*Problem to work on*. Transcribe exactly the line containing "Query: cheek" and every line after it, through the end of the records below.

*Supplied material*.
###

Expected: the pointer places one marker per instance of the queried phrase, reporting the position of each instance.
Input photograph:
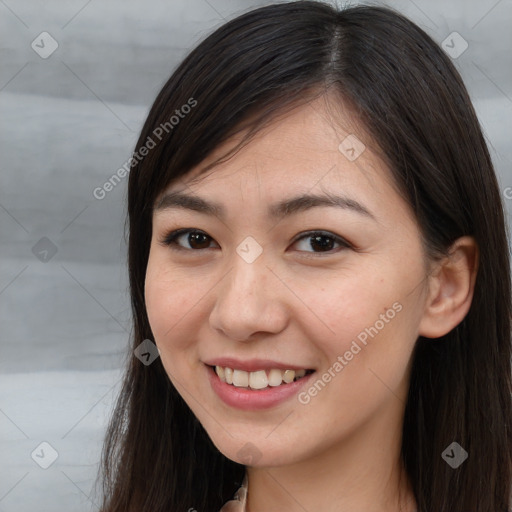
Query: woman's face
(334, 283)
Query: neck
(363, 472)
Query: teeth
(275, 377)
(240, 379)
(259, 379)
(228, 374)
(288, 376)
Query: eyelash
(169, 240)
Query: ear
(451, 288)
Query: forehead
(317, 144)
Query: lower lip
(254, 399)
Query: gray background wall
(67, 123)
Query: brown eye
(195, 239)
(321, 241)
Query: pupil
(326, 245)
(193, 238)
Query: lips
(248, 389)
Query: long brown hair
(408, 95)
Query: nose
(250, 301)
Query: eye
(323, 241)
(196, 239)
(319, 241)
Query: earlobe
(451, 289)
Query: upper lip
(252, 365)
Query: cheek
(171, 302)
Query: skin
(297, 304)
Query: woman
(317, 247)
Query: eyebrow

###

*Task output*.
Query: cheek
(171, 302)
Query: skin
(297, 304)
Query: woman
(317, 247)
Query: eyebrow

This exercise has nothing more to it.